**WRITTEN EXERCISE 1**
Report how many lines of the records contain the string "tree". Case counts. Give only the number.

**SUPPLIED TEXT**
● ● ● ● ●
Thank you, Mr. Chairman.

26 June 2017

Chagos to be subject of International Court Advisory Opinion

GA/11924
22 JUNE 2017
SEVENTY-FIRST SESSION, 88TH MEETING (AM)

General Assembly Adopts Resolution Seeking International Court’s Advisory Opinion on Pre-independence Separation of Chagos Archipelago from Mauritius

Minister Cites Need to Complete Decolonization Process as United Kingdom Says It Will Cede Territory When No Longer Needed for Defence

The General Assembly requested today that the International Court of Justice render an advisory opinion on the legal consequences arising from the separation of the Chagos Archipelago from Mauritius before that Indian Ocean island nation’s independence in the 1960s.
By a recorded vote of 94 in favour to 15 against, with 65 abstentions, the Assembly adopted the text contained in document A/71/L.73, recalling its 1965 resolution in which it asked the United Kingdom not to dismember the territory of Mauritius ahead of its independence in 1968.  It asked the Court whether the decolonization of Mauritius had been carried out in a lawful manner, given the Archipelago’s subsequent separation.
Also by the text, the Assembly asked the Court to advise on the consequences arising from the United Kingdom’s continuing administration of the Chagos Archipelago under international law, including the Declaration on the Granting of Independence to Colonial Countries and Peoples.  It pointed, in particular, to Mauritius’ inability to resettle its nationals, including those of Chagossian origin, on the islands.
● ● ● ● ●
**SUPPLIED MATERIAL**

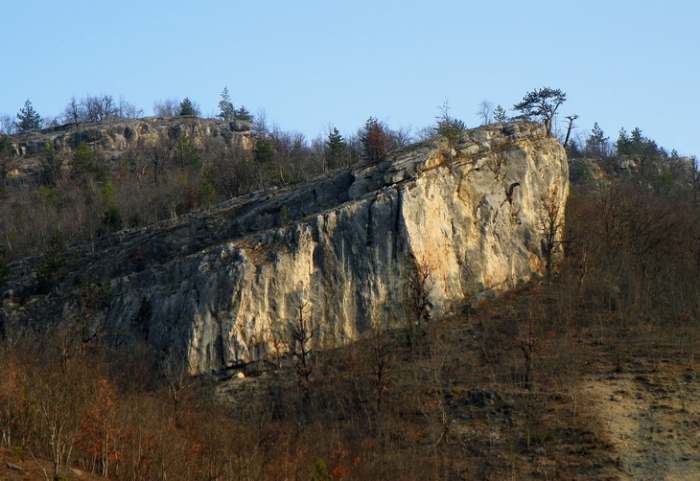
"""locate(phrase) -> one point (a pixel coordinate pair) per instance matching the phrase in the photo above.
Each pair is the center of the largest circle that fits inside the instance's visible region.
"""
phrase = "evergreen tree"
(541, 104)
(449, 127)
(28, 118)
(623, 144)
(597, 142)
(499, 115)
(243, 114)
(375, 140)
(336, 148)
(226, 110)
(187, 107)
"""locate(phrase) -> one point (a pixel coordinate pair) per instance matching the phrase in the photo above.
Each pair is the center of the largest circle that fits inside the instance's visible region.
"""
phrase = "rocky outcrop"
(111, 139)
(215, 289)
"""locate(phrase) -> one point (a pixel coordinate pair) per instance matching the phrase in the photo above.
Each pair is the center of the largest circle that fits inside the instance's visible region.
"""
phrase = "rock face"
(111, 139)
(216, 289)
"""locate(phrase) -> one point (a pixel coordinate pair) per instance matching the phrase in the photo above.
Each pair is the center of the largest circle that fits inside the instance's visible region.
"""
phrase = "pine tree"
(499, 115)
(226, 110)
(597, 142)
(187, 107)
(623, 144)
(28, 118)
(243, 114)
(541, 104)
(375, 140)
(336, 148)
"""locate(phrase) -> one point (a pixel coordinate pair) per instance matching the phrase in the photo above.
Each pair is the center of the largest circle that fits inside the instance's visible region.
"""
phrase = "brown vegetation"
(494, 395)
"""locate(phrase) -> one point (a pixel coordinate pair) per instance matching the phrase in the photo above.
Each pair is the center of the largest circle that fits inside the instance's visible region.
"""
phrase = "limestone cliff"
(111, 139)
(213, 289)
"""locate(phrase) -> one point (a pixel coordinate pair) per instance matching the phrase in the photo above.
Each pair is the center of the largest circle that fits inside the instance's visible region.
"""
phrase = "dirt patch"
(652, 420)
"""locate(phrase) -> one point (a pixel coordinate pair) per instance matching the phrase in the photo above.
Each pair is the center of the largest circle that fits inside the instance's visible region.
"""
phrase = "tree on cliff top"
(187, 107)
(375, 139)
(541, 104)
(28, 118)
(226, 110)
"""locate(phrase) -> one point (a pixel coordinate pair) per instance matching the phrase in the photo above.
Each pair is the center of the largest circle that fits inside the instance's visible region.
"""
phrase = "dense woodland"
(389, 406)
● ● ● ● ●
**WRITTEN EXERCISE 2**
Answer from the text on the Chagos Archipelago:
(a) On what date was the General Assembly meeting held, according to the header?
(b) How many votes were cast in favor of the resolution?
(c) What declaration does the text name as part of international law?

**COMPLETE OUTPUT 1**
3

**COMPLETE OUTPUT 2**
(a) 22 June 2017
(b) 94
(c) The Declaration on the Granting of Independence to Colonial Countries and Peoples